Written problem:
Revise the lines of every item below, replacing "Query" with "Label" and leaving everything else unchanged. Omit the pictures from your answer.

Extracted material:
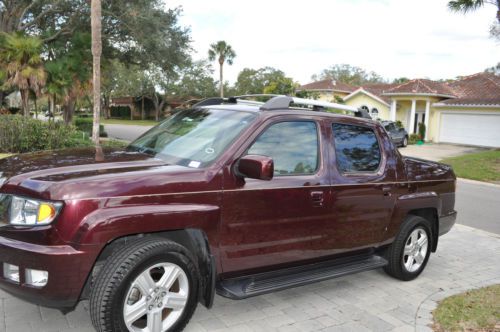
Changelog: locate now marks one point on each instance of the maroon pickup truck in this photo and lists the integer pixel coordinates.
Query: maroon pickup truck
(231, 197)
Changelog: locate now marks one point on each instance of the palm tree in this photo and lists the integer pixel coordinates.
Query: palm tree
(223, 53)
(466, 6)
(20, 56)
(95, 23)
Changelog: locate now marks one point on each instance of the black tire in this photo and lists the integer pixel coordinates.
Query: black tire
(395, 253)
(404, 143)
(107, 297)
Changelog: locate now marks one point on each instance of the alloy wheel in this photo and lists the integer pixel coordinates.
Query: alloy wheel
(415, 249)
(156, 298)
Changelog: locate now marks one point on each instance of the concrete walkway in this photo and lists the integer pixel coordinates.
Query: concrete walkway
(368, 301)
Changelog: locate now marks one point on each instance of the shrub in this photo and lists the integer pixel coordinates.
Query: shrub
(19, 134)
(86, 125)
(120, 112)
(413, 139)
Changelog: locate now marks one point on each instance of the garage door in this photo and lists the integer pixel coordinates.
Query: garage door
(470, 129)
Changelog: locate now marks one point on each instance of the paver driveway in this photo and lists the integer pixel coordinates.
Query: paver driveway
(368, 301)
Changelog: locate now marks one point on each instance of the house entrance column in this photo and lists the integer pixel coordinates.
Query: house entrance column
(427, 116)
(393, 110)
(411, 130)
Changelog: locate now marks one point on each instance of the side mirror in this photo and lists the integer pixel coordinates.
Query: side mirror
(256, 167)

Answer to the problem:
Changelog: locate now marks one point on each instance of the maroon pickup truck in this photo and lists the integer pixel coordinates.
Label: maroon pickup truck
(231, 197)
Changelog: locate now marks one point on each instance of the palm tree in this photo and lists the integer pixel coordinates.
Label: palm tree
(223, 53)
(466, 6)
(20, 56)
(95, 23)
Changelog: locate now marks one point on each instance of the black tire in this photo and lists the integer pixel coordinates.
Label: black tire
(395, 253)
(404, 143)
(107, 297)
Changelog: locate now marks one point on each instance of the alloy wheel in this photo and lists the integer pixel coordinates.
Label: alloy wheel
(415, 249)
(156, 298)
Changelog: locate now marks one point on each instance of the concrete walkway in this photo and lists the integer pixel coordinates.
Label: concrete walkway
(368, 301)
Changelog: locate now marks one point on each instance of the shrub in this photo and lists the integer pixel coordinates.
Label: shrub
(19, 134)
(86, 125)
(120, 112)
(413, 139)
Changelog: locate now marks one point on each instance of the garage door in this photo and lists the integer pixel coordinates.
Label: garage door
(470, 129)
Changelog: locate now marks one point on each instance of the paver driveway in this photo and lists the integer pixel coordinates.
Label: paver driveway
(368, 301)
Changelog: locate now marks one point on each instance of the house entrance column in this photo and lists the integer pixel coordinates.
Label: house entrance column
(427, 116)
(393, 110)
(411, 130)
Changelog: locate now marks one point on each instance of the side mirror in this photo and lists the integer pixel coordinates.
Label: side mirror
(256, 167)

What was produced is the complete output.